§ Görev
Allah Teala'nın şahsiyeti hakkındaki aşağıdaki metinden "İslam, Hıristiyanlık dininin" ifadesinden "sınırlılıklardan tecrit edilmelidir." ifadesine kadar uzanan bölümü harfi harfine tekrarlayın.

§ Verilen Metin
Gelişmiş Arama
Ziyaret
6971
Güncellenme Tarihi: 2009/08/20
Soru Özeti
Allah Teala bir şahsiyete ve kendini bilme özelliğine sahip mi?
Soru
Allah Teala bir şahsiyet ve kimliği var mı ve kendini bilme özelliğine sahip mi? Ben bunu anlayabilmiyorum, ama eğer ona bir şahıs (insan ya da fertteki gibi değil elbette), gözüyle bakmazsak ve kendi bilincinde olmazsa, onu nasıl bağışlayıcı bilebiliriz; ondan ilim talep etmiyor muyuz? Alsında bağışlama ve ilim sıfatı yalnızca kendi bilincinde olan bir varlık için söz konusu edilebilir. Bunlara dayanarak Allah Teala’nın belli bir kimliği ve şahsiyeti var mı ve kendi bilincinde midir? Eğer sahip değilse ona nasıl ibadet ediyoruz, onunla nasıl konuşuyoruz ve ondan nasıl istekte bulunuyoruz? Bunları açıklar mısınız?
Kısa Cevap

İslam, Hıristiyanlık dininin aksine Allah Tealayı bir insan olarak görmemiş ve Allah Teala’yı sınırlı bir varlık olarak telakki etmemiştir. Onun insani bir vücuda sahip bir varlık olduğuna inanmaktadır. İşte bu yüzden İslam dininde Allah Teala:

1.             İnsanla karşılaştırılmaz.

2.             İnsanda bulunan benzer sıfatlar ona isnat edilirken insandaki sınırlılıklardan tecrit edilmelidir.

§ Kaynak Veriler
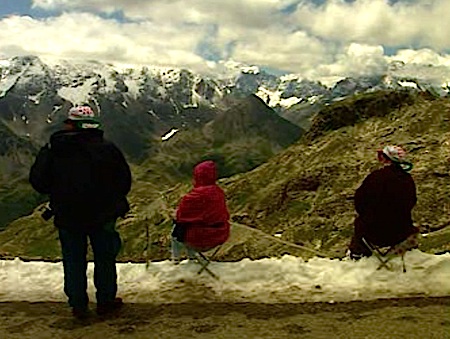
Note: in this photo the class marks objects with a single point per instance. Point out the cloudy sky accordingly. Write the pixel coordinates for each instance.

§ Görevin Sonucu
İslam, Hıristiyanlık dininin aksine Allah Tealayı bir insan olarak görmemiş ve Allah Teala’yı sınırlı bir varlık olarak telakki etmemiştir. Onun insani bir vücuda sahip bir varlık olduğuna inanmaktadır. İşte bu yüzden İslam dininde Allah Teala:

1.             İnsanla karşılaştırılmaz.

2.             İnsanda bulunan benzer sıfatlar ona isnat edilirken insandaki sınırlılıklardan tecrit edilmelidir.